------ Extrait du texte

6. Concernant le périmètre de l'accord, l'article 1.1.1 se rapportant aux établissements concernés indique qu'il est rappelé qu'antérieurement à la loi précitée, les établissements de [Localité 7] et de [Localité 8], situés respectivement en zone touristique internationale et zone touristique au sens de la loi nouvelle, étaient déjà ouverts le dimanche au titre de l'ancien article L. 3132-25 du code du travail, dans sa version antérieure à la loi du 6 août 2015, que par arrêtés ministériels d'autres zones telles que visées par la loi précitée ont également été créées. Il ajoute que le présent accord s'appliquera à l'ensemble des établissements de la société répondant aux critères de la loi susvisée. Par ailleurs, l'article 1.1.2 intitulé « salariés concernés » stipule que, le présent accord s'applique à l'ensemble des salariés de l'entreprise Printemps SAS travaillant dans un établissement ouvert le dimanche en application d'une dérogation géographique, ou d'une dérogation accordée par le maire en application des articles L. 3132-26 et L. 3132-27 du code du travail.
7. Selon l'article 1.4 intitulé « aide à la garde d'enfants », de façon plus favorable que les dispositions législatives, la société a répondu aux demandes des organisations syndicales visant à étendre cette aide à la garde d'enfants aux salariés travaillant le dimanche sous le régime de l'article L. 3132-26 du code du travail relatif aux « dimanches du maire », en sorte que ceux-ci en bénéficieront dans les mêmes conditions.
8. Concernant la date d'entrée en vigueur des dispositions conventionnelles, après avoir précisé les modalités d'entrée en vigueur de ces dispositions dans les établissements non encore ouverts le dimanche, l'article 5.2 de l'accord précise que, pour les établissements concernés uniquement par l'aide à la garde d'enfants (douze dimanches du maire), l'octroi de l'aide prévue dans les conditions de l'article 1.4 du présent accord sera effectif dès l'entrée en vigueur de l'accord.
9. L'article 2.1 de l'accord, intitulé « nombre de dimanches réalisés en plus du temps de travail », stipule que, les salariés dont le dimanche n'est pas un jour habituel de travail, ont la possibilité de travailler douze dimanches au maximum en plus de leur temps de travail habituellement planifié du lundi au samedi. Il est convenu que chaque salarié -à l'exclusion des salariés dont la fonction n'est pas nécessaire à l'ouverture du magasin- ayant émis le souhait de travailler de un à douze dimanches, se voit garantir jusqu'à six dimanches à des dates proposées par la direction sur la période de référence courant de juin N à mai N+1.

------------
------ Informations enregistrées

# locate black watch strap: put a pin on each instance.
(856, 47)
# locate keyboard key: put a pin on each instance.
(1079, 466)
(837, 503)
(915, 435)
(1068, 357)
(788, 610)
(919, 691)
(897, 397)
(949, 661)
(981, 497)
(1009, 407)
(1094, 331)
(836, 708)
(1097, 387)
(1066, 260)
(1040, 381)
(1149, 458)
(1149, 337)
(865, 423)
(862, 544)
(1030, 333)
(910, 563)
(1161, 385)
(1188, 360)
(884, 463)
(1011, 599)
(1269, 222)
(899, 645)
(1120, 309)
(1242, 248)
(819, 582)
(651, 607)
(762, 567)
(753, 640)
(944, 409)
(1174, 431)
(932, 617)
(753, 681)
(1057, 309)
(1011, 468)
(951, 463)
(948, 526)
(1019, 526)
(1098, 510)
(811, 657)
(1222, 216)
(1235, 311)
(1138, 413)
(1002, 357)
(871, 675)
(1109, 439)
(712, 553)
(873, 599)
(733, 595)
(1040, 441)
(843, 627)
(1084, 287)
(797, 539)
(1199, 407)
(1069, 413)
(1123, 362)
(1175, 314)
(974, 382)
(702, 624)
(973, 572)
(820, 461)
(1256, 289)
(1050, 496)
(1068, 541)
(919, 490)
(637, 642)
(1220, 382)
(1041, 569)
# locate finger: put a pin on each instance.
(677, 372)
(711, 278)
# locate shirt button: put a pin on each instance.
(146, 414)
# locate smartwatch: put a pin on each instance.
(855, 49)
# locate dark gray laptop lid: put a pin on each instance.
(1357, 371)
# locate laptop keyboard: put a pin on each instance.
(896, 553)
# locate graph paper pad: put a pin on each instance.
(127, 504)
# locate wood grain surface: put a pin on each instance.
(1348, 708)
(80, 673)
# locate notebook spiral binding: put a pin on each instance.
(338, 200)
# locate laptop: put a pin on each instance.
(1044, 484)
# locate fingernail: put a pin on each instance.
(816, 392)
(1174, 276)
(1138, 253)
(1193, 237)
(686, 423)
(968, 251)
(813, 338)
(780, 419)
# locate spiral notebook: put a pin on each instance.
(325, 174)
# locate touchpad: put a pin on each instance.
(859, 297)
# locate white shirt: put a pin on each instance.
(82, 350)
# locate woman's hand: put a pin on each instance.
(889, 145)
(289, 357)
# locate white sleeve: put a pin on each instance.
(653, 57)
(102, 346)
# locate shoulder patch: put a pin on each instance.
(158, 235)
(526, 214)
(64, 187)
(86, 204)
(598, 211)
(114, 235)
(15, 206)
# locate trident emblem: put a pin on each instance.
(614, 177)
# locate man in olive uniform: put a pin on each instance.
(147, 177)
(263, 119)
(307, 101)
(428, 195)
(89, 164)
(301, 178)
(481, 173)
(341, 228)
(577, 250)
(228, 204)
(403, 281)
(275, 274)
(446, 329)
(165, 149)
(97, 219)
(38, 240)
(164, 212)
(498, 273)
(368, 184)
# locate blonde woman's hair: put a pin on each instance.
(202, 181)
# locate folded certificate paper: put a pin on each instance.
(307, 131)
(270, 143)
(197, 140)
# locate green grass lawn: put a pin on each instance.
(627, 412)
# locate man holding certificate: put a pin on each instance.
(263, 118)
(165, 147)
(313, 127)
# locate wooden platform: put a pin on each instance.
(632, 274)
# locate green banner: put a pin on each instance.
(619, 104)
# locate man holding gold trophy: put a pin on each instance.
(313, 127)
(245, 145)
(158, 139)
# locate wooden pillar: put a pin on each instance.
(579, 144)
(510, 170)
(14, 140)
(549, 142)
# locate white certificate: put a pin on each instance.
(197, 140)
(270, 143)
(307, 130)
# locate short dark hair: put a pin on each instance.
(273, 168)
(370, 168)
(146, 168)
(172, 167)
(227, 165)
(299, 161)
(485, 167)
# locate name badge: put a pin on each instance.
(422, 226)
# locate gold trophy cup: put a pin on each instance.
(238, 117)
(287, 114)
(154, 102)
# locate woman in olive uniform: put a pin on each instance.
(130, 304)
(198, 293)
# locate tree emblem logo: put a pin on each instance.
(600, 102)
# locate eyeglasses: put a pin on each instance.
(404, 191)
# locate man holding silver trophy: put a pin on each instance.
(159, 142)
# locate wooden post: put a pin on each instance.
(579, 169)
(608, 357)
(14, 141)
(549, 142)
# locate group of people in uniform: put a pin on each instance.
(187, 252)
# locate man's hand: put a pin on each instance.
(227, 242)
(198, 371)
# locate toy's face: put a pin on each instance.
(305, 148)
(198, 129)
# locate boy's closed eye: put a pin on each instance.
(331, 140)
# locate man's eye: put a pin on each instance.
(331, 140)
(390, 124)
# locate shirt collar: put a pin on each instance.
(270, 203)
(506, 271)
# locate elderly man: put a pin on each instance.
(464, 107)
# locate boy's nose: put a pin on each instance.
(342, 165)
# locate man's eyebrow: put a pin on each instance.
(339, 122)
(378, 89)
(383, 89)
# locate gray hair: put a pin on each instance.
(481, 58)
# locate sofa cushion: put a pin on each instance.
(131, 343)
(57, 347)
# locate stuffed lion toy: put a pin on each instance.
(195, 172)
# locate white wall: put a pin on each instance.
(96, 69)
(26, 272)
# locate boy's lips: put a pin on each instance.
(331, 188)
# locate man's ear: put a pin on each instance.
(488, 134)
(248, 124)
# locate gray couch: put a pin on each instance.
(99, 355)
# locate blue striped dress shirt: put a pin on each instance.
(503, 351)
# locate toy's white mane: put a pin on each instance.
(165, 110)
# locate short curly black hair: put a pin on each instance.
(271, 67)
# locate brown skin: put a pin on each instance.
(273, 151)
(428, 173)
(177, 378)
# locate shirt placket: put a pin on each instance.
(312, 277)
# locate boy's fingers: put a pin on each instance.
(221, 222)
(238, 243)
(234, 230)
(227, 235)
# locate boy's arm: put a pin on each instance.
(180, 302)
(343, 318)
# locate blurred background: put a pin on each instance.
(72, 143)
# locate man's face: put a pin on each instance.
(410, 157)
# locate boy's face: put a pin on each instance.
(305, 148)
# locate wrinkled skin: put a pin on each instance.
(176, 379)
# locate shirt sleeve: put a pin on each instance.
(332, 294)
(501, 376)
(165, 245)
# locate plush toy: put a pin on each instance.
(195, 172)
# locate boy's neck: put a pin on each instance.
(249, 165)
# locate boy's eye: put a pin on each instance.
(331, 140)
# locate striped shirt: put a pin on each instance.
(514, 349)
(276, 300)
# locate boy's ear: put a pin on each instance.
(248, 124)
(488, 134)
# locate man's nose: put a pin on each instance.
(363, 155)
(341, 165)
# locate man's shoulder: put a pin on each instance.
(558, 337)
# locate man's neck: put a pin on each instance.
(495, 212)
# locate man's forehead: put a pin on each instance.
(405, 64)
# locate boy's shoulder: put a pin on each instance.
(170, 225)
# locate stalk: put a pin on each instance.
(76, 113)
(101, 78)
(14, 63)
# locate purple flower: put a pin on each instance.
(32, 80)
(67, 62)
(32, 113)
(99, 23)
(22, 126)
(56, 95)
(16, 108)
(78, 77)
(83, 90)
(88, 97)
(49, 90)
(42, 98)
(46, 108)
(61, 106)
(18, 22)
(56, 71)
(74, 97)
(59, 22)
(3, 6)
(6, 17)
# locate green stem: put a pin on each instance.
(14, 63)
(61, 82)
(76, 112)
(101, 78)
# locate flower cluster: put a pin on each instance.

------------

Consignes écrites:
A – Traduisez en anglais cette phrase de l'extrait sur l'accord relatif au travail dominical : « Il ajoute que le présent accord s'appliquera à l'ensemble des établissements de la société répondant aux critères de la loi susvisée. »
B – Recopiez fidèlement le passage de l'extrait sur l'accord relatif au travail dominical qui va de « 9. L'article 2.1 » à « N à mai N+1. ».
C – Prolongez l'extrait sur l'accord relatif au travail dominical à partir de sa dernière phrase.

Exercices corrigés:
A – It adds that this agreement will apply to all of the company's establishments that meet the criteria of the aforementioned law.

B –
9. L'article 2.1 de l'accord, intitulé « nombre de dimanches réalisés en plus du temps de travail », stipule que, les salariés dont le dimanche n'est pas un jour habituel de travail, ont la possibilité de travailler douze dimanches au maximum en plus de leur temps de travail habituellement planifié du lundi au samedi. Il est convenu que chaque salarié -à l'exclusion des salariés dont la fonction n'est pas nécessaire à l'ouverture du magasin- ayant émis le souhait de travailler de un à douze dimanches, se voit garantir jusqu'à six dimanches à des dates proposées par la direction sur la période de référence courant de juin N à mai N+1.

C –
10. Il résulte de ces dispositions que l'accord relatif au travail dominical au sein de l'entreprise Printemps du 30 décembre 2016 a été conclu afin de rendre possible l'ouverture d'établissements bénéficiant de dérogations sur un fondement géographique en sorte qu'il est applicable aux salariés de ces établissements et que seules certaines de ses dispositions sont, dès lors qu'il existe une mention expresse en ce sens, applicables aux salariés travaillant le dimanche en vertu d'une dérogation accordée par le maire.
11. La cour d'appel qui a, tant par motifs propres, qu'adoptés, retenu que, si les dispositions de l'article 1.4 de l'accord relatives à la garde d'enfants bénéficiaient aux salariés travaillant le dimanche sous le régime des articles L. 3132-26 et L. 3132-27 du code du travail, l'article 2.1 de l'accord concernant le nombre de dimanches réalisés en plus du temps de travail, ne s'appliquait pas aux salariés travaillant le dimanche en vertu d'une dérogation accordée par le maire, a fait une exacte application de ces dispositions.
12. Le moyen n'est donc pas fondé.
PAR CES MOTIFS, la Cour :
REJETTE le pourvoi ;
Condamne le Syndicat national de l'encadrement du commerce CFE-CGC aux dépens ;
En application de l'article 700 du code de procédure civile, rejette les demandes ;
Ainsi fait et jugé par la Cour de cassation, chambre sociale, et prononcé par le président en son audience publique du onze mai deux mille vingt-deux.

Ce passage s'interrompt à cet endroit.